[Entries from a pointing dataset]
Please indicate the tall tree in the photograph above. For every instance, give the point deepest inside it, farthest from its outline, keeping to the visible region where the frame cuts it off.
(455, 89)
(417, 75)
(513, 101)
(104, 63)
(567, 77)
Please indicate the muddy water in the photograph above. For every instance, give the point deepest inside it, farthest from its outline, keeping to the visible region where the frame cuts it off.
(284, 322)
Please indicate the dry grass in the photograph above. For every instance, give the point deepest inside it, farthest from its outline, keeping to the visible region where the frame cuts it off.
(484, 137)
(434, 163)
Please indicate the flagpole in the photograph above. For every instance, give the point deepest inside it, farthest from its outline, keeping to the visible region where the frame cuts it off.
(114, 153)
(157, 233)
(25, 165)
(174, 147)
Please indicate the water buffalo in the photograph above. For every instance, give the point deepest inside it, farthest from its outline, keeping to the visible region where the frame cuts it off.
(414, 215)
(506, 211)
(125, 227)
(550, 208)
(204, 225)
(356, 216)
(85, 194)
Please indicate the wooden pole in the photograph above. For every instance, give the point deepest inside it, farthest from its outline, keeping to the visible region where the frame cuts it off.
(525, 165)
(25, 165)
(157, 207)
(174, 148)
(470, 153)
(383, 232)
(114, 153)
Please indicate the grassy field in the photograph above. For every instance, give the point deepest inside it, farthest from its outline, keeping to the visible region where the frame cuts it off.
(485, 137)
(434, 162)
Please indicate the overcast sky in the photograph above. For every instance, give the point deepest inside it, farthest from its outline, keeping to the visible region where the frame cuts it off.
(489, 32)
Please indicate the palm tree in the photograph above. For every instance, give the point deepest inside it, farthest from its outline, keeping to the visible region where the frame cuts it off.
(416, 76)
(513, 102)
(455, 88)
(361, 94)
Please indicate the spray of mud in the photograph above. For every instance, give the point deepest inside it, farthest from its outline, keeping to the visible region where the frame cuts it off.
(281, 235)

-- What this task involves --
Quote the lines of the listing above that run from the line with "Please indicate the dry" through its last line, both included, and nothing else.

-- Result of this task --
Please indicate the dry grass in the photograph above. For every instance, give the point deepest inside it, farthest from its outline, keeping to the visible region where the frame cuts it off.
(484, 137)
(434, 163)
Please indicate the flagpole in the photograph above. For every instance, give the point deepest inside it, farthest from its outline, keeping to the visible region where the frame cuts it off.
(114, 153)
(157, 233)
(25, 165)
(174, 147)
Please indicate the water buffalo in the photograph above. For every instance, give the point deepest inside it, farthest from its outline, keeping to the visible region where the frame cuts it off.
(414, 215)
(506, 211)
(125, 227)
(550, 208)
(204, 225)
(356, 216)
(85, 194)
Please indicate the wooden pole in the photograph above. For every instance, give the point deepest inside it, farthest from its outline, keeping to the visible region where the frame cuts it off.
(525, 165)
(25, 165)
(157, 207)
(174, 148)
(470, 153)
(383, 232)
(114, 153)
Please indicate the grassy field in the photograph above. For every instance, give the point deepest inside it, farthest from its outline, keeping to the visible region where the frame cuts it off.
(485, 137)
(434, 162)
Please indicate the overcast sky in the photograph above. For every instance, give the point deepest inside it, farthest from its outline, keeping to the visible region where the frame cuts it off.
(489, 32)
Please indicate the palm tree in the photograph above. For every instance, give the point deepest inside it, farthest from its outline, keeping to the visible region where the frame cuts it off.
(416, 76)
(513, 102)
(455, 88)
(361, 94)
Please indicate the spray of mud in the photograph above. For every instance, give the point deepest inside it, farthest from its outline, keeping to the visible region where the frame cuts it off.
(281, 235)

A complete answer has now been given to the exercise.